■ INSTRUCTIONS TO FOLLOW:
Would you please transcribe the records below from the line with "the pink carnation" through their final line, exactly and with no other lines?

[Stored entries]
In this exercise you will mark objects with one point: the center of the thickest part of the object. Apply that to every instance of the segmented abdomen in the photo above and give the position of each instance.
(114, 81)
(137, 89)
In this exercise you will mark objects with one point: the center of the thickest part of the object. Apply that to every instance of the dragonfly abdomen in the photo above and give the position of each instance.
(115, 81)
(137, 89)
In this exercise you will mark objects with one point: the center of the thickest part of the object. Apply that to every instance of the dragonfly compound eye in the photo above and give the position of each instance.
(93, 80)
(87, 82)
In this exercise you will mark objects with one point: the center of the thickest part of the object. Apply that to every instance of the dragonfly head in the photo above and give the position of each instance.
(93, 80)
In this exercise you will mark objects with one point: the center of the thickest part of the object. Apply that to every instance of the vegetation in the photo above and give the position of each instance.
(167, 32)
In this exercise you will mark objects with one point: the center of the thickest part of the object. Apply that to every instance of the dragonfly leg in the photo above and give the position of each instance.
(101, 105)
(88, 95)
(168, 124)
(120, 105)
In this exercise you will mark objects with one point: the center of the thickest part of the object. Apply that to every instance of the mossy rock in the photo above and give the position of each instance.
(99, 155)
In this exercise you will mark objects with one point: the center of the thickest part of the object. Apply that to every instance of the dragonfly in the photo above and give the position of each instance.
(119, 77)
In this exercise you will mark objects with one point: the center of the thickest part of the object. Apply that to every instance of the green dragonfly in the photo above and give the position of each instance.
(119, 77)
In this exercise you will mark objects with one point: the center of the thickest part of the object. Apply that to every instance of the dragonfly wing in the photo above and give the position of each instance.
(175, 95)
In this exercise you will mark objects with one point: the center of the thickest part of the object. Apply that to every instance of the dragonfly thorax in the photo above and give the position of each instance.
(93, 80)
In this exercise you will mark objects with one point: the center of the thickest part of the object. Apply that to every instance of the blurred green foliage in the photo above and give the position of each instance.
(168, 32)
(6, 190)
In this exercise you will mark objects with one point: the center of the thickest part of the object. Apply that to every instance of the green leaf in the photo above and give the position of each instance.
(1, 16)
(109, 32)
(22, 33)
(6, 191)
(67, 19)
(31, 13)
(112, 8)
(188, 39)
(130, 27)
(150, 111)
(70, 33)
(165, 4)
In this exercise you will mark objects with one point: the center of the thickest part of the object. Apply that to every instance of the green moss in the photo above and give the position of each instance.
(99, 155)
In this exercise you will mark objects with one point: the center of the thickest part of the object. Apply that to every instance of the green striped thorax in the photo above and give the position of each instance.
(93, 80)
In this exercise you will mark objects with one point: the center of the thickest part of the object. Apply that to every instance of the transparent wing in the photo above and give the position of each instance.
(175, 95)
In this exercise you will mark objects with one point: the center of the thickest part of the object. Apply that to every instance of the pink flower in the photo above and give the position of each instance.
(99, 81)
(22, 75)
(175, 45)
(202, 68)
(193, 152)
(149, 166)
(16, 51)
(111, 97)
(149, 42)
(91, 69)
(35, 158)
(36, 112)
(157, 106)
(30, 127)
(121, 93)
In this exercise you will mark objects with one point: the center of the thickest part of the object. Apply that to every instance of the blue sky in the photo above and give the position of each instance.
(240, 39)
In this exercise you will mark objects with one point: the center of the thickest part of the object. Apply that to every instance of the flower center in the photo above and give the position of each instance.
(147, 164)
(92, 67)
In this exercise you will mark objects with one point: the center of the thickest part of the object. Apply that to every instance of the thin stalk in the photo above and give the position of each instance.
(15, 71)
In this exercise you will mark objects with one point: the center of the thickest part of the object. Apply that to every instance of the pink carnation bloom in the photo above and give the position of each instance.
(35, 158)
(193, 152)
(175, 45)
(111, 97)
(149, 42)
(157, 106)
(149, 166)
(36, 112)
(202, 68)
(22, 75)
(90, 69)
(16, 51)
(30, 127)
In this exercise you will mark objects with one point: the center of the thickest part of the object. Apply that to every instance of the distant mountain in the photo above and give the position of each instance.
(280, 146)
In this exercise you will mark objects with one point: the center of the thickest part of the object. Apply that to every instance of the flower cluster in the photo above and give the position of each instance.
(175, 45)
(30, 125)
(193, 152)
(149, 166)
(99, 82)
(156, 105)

■ TASK RESULT:
In this exercise you will mark objects with one point: the center of the thickest part of the object. Apply that to every instance of the pink carnation bloom in the photo above and give the position of each instance.
(35, 158)
(193, 152)
(175, 45)
(111, 97)
(149, 42)
(157, 106)
(149, 166)
(36, 112)
(202, 68)
(22, 75)
(90, 69)
(16, 51)
(30, 127)
In this exercise you will mark objects with one point: the center of the thickest part of the object. Apply that to every instance of the distant mountain in the photo above and give the position of each instance.
(280, 146)
In this exercise you will mark objects with one point: the center of the thickest part of the object. Apply that to every instance of the flower cluster in the photo above and give the position of each instance.
(175, 45)
(30, 125)
(193, 152)
(149, 166)
(99, 82)
(156, 105)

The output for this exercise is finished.